⟨
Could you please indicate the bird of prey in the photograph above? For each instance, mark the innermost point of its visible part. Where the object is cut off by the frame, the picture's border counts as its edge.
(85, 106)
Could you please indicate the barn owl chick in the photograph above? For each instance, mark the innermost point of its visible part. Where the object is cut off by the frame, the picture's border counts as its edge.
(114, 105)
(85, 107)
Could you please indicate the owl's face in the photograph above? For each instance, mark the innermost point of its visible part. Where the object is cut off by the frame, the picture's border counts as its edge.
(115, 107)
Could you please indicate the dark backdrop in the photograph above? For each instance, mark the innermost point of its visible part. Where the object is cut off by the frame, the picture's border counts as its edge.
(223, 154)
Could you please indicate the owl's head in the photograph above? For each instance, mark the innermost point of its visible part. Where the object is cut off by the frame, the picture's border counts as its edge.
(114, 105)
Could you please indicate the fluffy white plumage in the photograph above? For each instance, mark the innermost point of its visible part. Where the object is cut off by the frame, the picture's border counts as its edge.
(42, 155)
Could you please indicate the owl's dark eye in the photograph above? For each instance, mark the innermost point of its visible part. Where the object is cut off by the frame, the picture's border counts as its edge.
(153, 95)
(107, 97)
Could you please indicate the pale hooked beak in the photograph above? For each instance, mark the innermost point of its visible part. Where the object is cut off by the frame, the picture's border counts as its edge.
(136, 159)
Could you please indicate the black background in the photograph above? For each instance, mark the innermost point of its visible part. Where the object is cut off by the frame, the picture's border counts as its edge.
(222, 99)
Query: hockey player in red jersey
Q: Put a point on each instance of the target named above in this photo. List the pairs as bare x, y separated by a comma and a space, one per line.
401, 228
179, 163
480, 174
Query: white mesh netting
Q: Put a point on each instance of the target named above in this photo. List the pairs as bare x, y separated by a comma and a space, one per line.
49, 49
⟩
* [What you are asked to do]
All of the material should be written out again exactly.

* [Response area]
Could you please indicate the bird of prey in the photograph above? For each instance, mark the innermost point of its visible part. Where the object is cut off by the frame, the picture's border counts as its edge.
(85, 106)
Could you please indicate the barn owl chick in the photograph above? For each instance, mark the innermost point of its visible part. Where the object is cut off by the frame, the picture's border counts as its edge.
(114, 105)
(85, 107)
Could you please indicate the owl's face in the photograph above? For each instance, mark the innermost point of its visible part. Where the object is cut off by the frame, the picture's border counts as its edge.
(115, 107)
Could you please indicate the dark backdrop in the photograph above? For each instance, mark the innermost point of its visible part. Where the object is cut off by the frame, the picture's border counts as its edge.
(223, 154)
Could you please indicate the owl's head in the photograph above? For each instance, mark the innermost point of its visible part. Where the object is cut off by the frame, the picture's border counts as its edge.
(114, 105)
Could you please indicate the fluffy white plumage in the photograph above? For each instance, mark the innermost point of its visible part. Where the object is cut off by the frame, the picture's border counts as its edge.
(42, 155)
Could you please indicate the owl's dark eye in the photograph above? For each instance, mark the innermost point of its visible part. Where the object is cut off by the frame, the picture's border counts as its edge.
(153, 95)
(107, 97)
Could you please indicate the pale hooked beak in the photograph above? For each instance, mark the innermost point of its visible part. Where the object is cut off by the frame, the picture's border counts as its edge.
(136, 159)
Could you please indicate the black background in the photograph above? For each instance, mark the innermost point of its visible part. Where the object is cut off by the frame, the picture's border counts as its edge.
(222, 99)
Query: hockey player in red jersey
Q: Put a point on each instance of the target named above in this photo. List the pairs as bare x, y separated by a comma and a space, one per line.
401, 228
179, 163
480, 174
Query: white mesh netting
Q: Put a point on each instance of the target named above in this photo. List the pairs as bare x, y separated by a comma and a space, one per line.
49, 49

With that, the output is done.